• _Directions_
Output verbatim every line of the records starting with the line that contains "Target: seated person" and continuing through the last line of the records, leaving the pictures out of the answer.

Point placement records
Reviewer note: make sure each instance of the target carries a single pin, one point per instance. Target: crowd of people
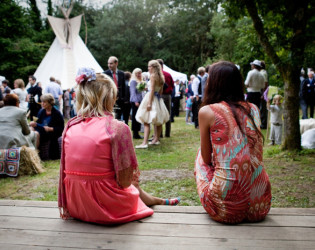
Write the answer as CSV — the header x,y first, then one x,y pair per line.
x,y
99,170
43,108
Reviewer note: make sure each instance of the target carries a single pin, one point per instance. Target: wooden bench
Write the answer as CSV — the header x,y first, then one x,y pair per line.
x,y
36,225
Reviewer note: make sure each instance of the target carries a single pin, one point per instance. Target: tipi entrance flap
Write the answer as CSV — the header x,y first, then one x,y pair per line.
x,y
66,30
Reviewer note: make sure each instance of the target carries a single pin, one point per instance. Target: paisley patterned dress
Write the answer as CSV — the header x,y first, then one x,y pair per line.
x,y
235,187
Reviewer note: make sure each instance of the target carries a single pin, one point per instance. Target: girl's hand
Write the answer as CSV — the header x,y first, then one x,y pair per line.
x,y
33,124
48,129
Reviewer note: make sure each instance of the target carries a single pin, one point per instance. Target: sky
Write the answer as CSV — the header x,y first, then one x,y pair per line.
x,y
42,4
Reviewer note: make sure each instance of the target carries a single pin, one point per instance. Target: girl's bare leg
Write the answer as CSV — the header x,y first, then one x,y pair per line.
x,y
150,200
157,133
146,134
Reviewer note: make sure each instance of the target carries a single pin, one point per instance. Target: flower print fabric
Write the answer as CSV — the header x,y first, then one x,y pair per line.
x,y
235,187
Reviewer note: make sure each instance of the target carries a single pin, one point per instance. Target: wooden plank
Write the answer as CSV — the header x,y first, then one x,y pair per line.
x,y
28,203
163,230
17,246
54,240
171,218
161,209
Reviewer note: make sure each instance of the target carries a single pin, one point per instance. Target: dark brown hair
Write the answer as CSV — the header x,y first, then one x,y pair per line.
x,y
11,100
225,83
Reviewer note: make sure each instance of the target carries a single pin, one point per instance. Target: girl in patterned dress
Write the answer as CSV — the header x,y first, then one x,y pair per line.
x,y
232,183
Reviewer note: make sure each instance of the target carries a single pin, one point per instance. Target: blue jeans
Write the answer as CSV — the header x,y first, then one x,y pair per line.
x,y
304,108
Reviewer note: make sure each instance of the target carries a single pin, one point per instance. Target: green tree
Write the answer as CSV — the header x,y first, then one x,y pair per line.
x,y
128,30
35,15
283,28
183,40
22,47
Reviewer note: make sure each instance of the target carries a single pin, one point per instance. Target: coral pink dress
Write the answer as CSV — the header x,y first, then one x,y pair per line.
x,y
235,187
95,151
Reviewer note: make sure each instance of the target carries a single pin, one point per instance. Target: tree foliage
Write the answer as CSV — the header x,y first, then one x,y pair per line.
x,y
283,28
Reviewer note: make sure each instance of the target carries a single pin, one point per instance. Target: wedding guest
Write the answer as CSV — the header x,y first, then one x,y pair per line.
x,y
152,109
50,124
14,130
34,94
232,183
99,174
118,77
167,96
127,104
19,90
135,100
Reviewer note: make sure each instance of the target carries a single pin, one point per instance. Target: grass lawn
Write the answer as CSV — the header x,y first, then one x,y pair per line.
x,y
167,171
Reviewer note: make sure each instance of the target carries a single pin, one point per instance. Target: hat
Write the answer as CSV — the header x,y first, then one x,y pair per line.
x,y
256,62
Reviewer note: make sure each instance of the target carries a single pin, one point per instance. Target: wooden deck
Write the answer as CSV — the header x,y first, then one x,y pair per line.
x,y
36,225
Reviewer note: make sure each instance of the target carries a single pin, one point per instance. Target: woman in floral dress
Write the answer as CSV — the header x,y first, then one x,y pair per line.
x,y
232,183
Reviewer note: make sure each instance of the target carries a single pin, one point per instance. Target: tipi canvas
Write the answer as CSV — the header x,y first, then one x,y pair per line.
x,y
67,53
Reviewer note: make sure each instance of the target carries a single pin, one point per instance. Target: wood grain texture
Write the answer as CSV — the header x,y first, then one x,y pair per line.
x,y
36,225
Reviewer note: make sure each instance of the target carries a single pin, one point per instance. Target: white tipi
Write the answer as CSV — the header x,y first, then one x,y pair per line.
x,y
67,53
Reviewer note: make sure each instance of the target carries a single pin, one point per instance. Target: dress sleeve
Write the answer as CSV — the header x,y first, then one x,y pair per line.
x,y
123,152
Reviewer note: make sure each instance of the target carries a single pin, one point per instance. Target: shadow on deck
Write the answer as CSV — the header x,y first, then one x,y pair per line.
x,y
36,225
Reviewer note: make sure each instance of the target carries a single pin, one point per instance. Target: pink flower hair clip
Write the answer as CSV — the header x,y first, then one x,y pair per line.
x,y
85,74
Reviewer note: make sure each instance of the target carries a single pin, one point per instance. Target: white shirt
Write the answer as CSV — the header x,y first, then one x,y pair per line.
x,y
177,90
255,81
22,94
276,114
195,86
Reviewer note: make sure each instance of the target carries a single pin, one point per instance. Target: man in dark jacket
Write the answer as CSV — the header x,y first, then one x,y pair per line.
x,y
34,94
308,92
118,77
167,96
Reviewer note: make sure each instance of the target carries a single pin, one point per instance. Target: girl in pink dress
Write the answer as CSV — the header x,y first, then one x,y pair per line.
x,y
232,183
99,171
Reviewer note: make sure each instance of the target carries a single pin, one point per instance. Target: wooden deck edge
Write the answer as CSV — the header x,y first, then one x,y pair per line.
x,y
161,209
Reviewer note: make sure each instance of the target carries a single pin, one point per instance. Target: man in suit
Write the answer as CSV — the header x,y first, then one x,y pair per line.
x,y
118,77
167,97
34,94
308,93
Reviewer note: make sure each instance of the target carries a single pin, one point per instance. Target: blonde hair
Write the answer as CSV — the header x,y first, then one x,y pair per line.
x,y
157,74
201,70
96,97
133,75
48,98
114,58
20,83
277,97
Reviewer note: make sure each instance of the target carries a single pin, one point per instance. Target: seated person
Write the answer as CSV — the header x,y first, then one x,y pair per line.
x,y
99,170
50,125
232,183
14,130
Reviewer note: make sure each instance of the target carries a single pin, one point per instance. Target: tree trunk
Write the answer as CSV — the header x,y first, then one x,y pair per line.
x,y
289,70
292,136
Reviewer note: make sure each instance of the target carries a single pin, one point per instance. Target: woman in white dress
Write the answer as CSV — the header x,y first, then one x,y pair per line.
x,y
20,91
152,108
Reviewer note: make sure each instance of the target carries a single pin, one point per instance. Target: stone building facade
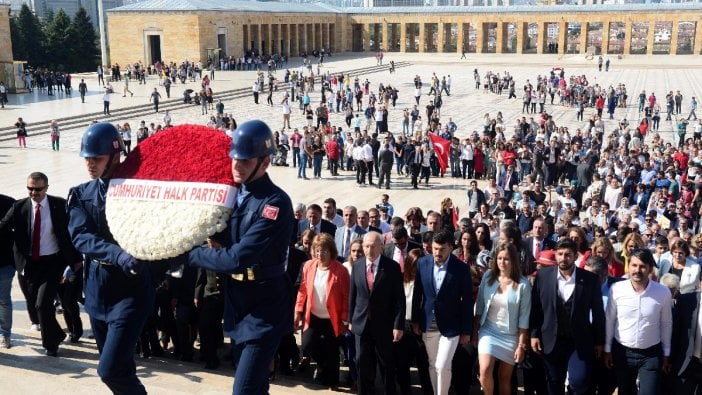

• _Reply to the exercise_
Reviewer note: make sure each instance of the target carries a single pin, one point per instance. Target: seated person
Write the answer as CSV — the header x,y first, then one x,y pair per line.
x,y
99,170
50,125
232,183
14,130
Reviewer note: make sure each instance of the target carries a single pin, one point per instance. Target: tree trunk
Write the answer as CSV — the header x,y first, then one x,y pair per line.
x,y
289,70
292,136
Reviewer note: make sure each instance of the target carries a single pin, one point per instance. Target: woman in white dress
Write the answer as CSV — the header x,y first, then one x,y pair per line.
x,y
20,91
152,108
Reviewer note: make sure each instance of the target carries a single pin, one point per instance. Target: stone building facade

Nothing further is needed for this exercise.